**Problem set:**
[a] According to the film article, where and on what date did The Last Supper premiere?
[b] Transcribe from the film article everything from "The Last Supper is" down to "8 September 2012.".

═══ Source ═══

The Last Supper is a 2012 Chinese historical film directed by Lu Chuan. The plot is based on events in the Chu–Han Contention, an interregnum between the fall of the Qin dynasty and the founding of the Han dynasty in Chinese history. The film was originally scheduled to be released on 5 July 2012, but was delayed. It premiered at the Toronto International Film Festival on 8 September 2012.

Plot
The story is told in flashbacks from the point of view of a 61-year-old Liu Bang, the founding emperor of the Han dynasty. Liu Bang has been experiencing nightmares and living in fear and apprehension as he constantly suspects that someone is trying to kill him. In his whole life, he has been afraid of only two persons: Xiang Yu, who fought with him for supremacy over China after the fall of the Qin dynasty; Han Xin, a man who previously served Xiang Yu, but later became a general under him, and helped him defeat Xiang Yu. Liu Bang then reflects on key events in his life, such as the Feast at Hong Gate and the Battle of Gaixia.

Among all his subjects, Liu Bang regards Han Xin, Xiao He and Zhang Liang as the three most important persons who assisted him in overcoming Xiang Yu in the Chu–Han Contention. However, he believes that Han Xin wants to rebel against him and has Han imprisoned for the past six years. Liu Bang reluctantly releases Han Xin and lets him stay in Zhang Liang's residence. Liu Bang's wife, the empress Lü Zhi, eventually forces Xiao He to lure Han Xin into a trap under the guise of inviting Han to attend a banquet. Han Xin was captured, charged with treason and executed, with his dead body suspended inside a bell. Xiao He cuts off Han Xin's head and presents it to Liu Bang. Liu Bang also dies shortly after. It is said that he finally found peace in death because he has been living in suspense and uncertainty.

Cast

 Liu Ye as Liu Bang
 Daniel Wu as Xiang Yu
 Chang Chen as Han Xin
 Qin Lan as Lü Zhi
 Sha Yi as Xiao He
 Nie Yuan as Xiang Zhuang
 Huo Siyan as Concubine Qi
 He Dujuan as Consort Yu
 Tao Zeru as Fan Zeng
 Li Qi as Xiang Bo
 Qi Dao as Zhang Liang
 Lü Yulai as Ziying
 Hao Bojie as Yu Ziqi
 Zhao Liang as Wu She
 Mohe Ta'er as Fan Kuai
 Zhao Xiang as Kuai Che
 Xiaotangyuan as Cao Wushang
 Qi Yixian as Xiahou Ying
 Liu Wei as Xiang Liang
 Dong Bo as Lü Matong

Production
Shooting for The Last Supper started in March 2011 and ended on 1 November 2011. Locations include Xiangshan Film City (象山影视城) in Ningbo, and Kangxi Grassland (康西草原), Beijing. The film is based on the latest archaeological data collected in recent years and aims to provide a new perspective on that part of history.

═══ Material provided ═══

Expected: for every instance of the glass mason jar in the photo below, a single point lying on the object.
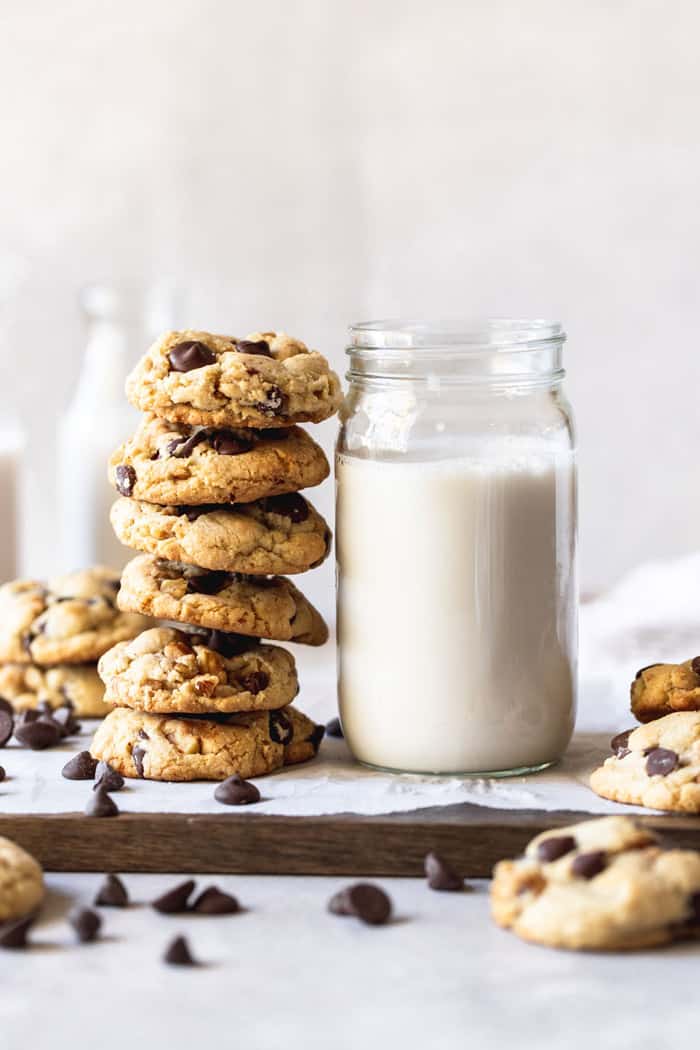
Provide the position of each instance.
(457, 548)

═══

**Solutions for each task:**
[a] At the Toronto International Film Festival, on 8 September 2012.

[b]
The Last Supper is a 2012 Chinese historical film directed by Lu Chuan. The plot is based on events in the Chu–Han Contention, an interregnum between the fall of the Qin dynasty and the founding of the Han dynasty in Chinese history. The film was originally scheduled to be released on 5 July 2012, but was delayed. It premiered at the Toronto International Film Festival on 8 September 2012.